● **What is asked**
Reproduce the material below word for word, beginning with the line that contains "Please look at the image and locate the green tree" and running through the line that contains "(496, 436), (870, 768)".

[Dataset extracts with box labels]
⁂

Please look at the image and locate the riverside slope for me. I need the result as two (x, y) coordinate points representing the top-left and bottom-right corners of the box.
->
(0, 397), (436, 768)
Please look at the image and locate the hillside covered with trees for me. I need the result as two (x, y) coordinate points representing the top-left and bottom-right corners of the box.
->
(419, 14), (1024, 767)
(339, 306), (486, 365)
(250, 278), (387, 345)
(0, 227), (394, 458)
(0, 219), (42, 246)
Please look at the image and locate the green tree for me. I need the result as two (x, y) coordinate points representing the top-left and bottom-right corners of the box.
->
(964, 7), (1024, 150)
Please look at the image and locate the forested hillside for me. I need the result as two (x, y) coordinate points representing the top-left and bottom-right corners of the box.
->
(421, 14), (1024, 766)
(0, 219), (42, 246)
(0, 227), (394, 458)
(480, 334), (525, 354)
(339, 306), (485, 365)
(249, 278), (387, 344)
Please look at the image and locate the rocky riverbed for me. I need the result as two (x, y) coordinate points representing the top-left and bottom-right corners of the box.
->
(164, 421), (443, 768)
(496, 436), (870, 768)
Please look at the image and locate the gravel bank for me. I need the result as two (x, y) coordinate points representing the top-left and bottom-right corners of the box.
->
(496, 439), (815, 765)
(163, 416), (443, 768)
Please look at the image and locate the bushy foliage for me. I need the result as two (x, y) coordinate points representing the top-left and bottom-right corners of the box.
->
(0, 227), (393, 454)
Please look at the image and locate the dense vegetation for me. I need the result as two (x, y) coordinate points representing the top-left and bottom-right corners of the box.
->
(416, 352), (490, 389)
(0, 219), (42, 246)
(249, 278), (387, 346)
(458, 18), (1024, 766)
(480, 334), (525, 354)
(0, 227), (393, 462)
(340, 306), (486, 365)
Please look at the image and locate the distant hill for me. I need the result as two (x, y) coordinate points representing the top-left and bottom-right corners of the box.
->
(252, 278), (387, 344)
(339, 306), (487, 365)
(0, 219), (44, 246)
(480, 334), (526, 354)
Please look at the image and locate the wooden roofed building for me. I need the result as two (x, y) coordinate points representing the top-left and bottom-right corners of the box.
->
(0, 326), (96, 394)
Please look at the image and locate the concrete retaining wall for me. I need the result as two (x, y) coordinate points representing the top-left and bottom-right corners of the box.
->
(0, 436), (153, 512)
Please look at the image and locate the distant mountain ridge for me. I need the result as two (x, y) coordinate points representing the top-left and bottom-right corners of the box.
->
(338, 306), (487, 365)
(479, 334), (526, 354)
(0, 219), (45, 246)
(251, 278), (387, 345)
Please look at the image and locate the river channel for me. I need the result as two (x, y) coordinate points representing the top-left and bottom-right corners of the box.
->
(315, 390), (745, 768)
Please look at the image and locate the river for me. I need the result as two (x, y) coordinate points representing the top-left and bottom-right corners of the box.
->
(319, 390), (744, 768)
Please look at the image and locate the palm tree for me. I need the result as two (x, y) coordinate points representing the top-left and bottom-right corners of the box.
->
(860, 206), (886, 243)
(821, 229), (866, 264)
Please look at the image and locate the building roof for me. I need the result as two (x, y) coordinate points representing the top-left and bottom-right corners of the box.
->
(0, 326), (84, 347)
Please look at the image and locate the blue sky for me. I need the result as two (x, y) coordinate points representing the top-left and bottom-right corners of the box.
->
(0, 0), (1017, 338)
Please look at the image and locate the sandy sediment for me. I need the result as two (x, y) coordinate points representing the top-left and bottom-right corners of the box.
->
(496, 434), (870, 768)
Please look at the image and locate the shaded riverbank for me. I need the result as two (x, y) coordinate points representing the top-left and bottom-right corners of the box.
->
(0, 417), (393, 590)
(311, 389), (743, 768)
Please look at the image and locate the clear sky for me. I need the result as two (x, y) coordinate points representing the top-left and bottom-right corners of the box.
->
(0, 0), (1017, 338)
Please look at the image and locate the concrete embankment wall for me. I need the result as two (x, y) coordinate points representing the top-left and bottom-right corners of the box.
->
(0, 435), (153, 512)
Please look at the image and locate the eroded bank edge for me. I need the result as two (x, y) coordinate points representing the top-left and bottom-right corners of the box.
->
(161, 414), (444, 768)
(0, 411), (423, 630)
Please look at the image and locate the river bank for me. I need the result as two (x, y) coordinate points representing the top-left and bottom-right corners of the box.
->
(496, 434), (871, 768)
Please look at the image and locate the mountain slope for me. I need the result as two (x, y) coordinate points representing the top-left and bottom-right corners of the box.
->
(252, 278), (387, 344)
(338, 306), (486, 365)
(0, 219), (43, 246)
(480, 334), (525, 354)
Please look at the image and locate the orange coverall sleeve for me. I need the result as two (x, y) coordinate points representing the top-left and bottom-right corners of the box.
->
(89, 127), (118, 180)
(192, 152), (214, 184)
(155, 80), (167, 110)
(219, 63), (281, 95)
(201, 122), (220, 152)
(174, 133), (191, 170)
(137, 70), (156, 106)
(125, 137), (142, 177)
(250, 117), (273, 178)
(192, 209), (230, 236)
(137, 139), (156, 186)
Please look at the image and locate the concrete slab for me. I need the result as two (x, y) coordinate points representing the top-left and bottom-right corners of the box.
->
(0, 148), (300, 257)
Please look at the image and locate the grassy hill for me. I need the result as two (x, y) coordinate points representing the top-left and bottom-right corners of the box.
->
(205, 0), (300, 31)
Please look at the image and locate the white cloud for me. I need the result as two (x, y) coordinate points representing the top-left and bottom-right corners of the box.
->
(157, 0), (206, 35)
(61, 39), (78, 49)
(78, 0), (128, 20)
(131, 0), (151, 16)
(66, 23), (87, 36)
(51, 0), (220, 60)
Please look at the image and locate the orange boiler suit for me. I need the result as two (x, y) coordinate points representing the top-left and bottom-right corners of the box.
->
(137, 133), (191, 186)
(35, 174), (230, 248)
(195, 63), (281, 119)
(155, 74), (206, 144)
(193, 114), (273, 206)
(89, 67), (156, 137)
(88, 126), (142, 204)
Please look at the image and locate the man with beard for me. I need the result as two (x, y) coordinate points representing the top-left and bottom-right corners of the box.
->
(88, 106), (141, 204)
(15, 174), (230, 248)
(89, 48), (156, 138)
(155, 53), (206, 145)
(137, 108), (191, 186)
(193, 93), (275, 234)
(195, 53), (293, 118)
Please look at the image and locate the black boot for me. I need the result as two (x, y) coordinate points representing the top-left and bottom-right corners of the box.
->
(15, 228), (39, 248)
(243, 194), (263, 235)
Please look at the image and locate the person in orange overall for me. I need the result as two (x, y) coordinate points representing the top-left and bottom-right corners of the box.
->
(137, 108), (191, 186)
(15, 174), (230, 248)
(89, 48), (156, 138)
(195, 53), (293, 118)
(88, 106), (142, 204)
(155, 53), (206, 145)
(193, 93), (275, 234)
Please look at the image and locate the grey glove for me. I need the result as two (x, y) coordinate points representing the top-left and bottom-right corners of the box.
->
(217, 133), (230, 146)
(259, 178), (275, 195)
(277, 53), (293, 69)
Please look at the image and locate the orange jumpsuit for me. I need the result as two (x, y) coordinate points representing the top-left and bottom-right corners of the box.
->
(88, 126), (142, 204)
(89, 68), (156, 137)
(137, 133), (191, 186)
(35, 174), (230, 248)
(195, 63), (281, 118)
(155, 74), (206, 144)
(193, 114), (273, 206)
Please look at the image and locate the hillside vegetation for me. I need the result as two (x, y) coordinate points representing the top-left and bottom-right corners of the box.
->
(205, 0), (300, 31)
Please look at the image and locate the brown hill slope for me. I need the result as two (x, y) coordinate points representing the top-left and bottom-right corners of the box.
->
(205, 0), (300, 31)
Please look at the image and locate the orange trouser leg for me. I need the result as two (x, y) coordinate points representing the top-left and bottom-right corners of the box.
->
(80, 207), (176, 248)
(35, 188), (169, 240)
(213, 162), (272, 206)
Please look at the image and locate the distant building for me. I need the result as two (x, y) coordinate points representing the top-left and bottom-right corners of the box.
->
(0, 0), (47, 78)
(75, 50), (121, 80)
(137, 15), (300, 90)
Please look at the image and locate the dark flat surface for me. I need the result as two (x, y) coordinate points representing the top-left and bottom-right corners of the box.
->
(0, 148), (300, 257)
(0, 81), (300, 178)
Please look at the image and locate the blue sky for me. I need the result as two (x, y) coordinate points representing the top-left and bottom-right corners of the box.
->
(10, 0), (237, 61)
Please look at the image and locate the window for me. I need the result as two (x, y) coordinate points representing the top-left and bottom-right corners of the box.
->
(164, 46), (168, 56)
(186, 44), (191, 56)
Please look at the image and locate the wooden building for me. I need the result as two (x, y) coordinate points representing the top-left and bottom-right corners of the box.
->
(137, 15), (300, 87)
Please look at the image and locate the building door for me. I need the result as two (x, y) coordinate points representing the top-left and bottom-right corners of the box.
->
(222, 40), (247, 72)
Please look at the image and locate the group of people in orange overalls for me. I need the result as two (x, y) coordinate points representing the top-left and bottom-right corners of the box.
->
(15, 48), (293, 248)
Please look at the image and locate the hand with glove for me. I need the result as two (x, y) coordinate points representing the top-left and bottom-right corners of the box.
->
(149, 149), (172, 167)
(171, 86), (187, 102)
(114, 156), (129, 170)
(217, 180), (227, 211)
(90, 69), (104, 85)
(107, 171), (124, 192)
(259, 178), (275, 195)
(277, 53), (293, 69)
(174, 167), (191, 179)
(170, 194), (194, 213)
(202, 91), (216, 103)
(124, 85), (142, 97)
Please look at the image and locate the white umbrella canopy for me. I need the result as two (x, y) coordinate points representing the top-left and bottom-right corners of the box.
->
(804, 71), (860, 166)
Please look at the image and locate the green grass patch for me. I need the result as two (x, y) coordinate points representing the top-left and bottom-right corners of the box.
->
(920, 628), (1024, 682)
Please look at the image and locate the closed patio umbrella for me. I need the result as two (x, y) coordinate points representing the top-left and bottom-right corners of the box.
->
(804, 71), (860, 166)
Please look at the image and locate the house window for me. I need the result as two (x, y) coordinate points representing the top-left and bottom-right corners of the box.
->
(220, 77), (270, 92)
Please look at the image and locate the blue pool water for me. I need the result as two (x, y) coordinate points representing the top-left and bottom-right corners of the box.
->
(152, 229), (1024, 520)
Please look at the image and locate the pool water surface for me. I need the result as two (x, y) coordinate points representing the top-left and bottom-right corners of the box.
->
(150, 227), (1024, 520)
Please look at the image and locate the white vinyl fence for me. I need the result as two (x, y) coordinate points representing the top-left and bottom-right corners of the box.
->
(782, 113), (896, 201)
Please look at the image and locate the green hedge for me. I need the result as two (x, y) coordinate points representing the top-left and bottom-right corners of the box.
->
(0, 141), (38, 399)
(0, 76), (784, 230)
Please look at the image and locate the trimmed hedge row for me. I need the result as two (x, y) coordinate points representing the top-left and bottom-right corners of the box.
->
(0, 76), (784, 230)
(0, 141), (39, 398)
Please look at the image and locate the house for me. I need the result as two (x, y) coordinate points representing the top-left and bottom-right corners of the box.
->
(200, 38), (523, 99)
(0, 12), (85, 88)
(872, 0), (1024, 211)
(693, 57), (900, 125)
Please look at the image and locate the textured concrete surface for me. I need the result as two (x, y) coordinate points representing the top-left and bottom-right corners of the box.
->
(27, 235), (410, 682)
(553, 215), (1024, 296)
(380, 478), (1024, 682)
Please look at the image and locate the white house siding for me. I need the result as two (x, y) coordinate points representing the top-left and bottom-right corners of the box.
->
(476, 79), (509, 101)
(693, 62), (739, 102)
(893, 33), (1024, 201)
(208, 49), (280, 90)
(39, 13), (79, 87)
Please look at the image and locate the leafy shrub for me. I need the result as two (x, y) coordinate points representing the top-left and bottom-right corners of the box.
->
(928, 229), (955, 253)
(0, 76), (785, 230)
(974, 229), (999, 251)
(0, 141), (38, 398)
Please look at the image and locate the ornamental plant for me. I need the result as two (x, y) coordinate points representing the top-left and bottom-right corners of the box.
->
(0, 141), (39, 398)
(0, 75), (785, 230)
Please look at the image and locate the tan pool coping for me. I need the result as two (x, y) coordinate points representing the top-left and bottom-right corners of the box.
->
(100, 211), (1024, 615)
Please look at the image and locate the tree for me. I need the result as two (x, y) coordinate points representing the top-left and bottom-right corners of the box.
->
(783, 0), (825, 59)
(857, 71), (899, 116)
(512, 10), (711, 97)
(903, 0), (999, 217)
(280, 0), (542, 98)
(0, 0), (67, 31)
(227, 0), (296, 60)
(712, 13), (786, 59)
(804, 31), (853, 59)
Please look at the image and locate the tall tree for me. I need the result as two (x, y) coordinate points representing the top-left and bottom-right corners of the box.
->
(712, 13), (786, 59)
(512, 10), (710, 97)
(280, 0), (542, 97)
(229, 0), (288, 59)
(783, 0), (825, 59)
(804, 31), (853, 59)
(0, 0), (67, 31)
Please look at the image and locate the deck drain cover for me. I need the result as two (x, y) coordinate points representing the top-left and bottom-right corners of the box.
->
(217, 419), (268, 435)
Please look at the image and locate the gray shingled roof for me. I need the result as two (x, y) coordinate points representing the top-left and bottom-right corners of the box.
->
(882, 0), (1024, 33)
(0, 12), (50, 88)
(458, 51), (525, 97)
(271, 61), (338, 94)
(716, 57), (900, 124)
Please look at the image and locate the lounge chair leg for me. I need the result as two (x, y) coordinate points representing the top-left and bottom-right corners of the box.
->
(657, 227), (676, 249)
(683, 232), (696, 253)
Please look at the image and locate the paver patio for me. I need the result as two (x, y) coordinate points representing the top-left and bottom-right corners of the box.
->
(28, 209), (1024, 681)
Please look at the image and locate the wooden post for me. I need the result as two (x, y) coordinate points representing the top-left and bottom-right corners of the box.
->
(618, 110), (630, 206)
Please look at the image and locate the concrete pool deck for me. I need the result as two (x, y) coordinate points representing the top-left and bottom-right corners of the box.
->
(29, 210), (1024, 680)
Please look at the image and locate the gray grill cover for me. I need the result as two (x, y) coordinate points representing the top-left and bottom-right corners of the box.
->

⁂

● **Exercise result**
Please look at the image and locate the green tree for me. I need the result as two (x, y) coordinate points representing the top-left and bottom-right corners of the box.
->
(964, 7), (1024, 150)
Please look at the image and locate the forested hillside for me. I need the result as two (x, y) coordinate points representing the top-left and bottom-right corners of the box.
->
(421, 14), (1024, 766)
(0, 219), (42, 246)
(0, 227), (394, 458)
(480, 334), (525, 354)
(339, 306), (485, 365)
(249, 278), (387, 344)
Please look at the image and locate the rocky riverbed for me. I need the result as two (x, y) coordinate points representing the top-left and bottom-right corners of the box.
->
(164, 421), (443, 768)
(496, 436), (870, 768)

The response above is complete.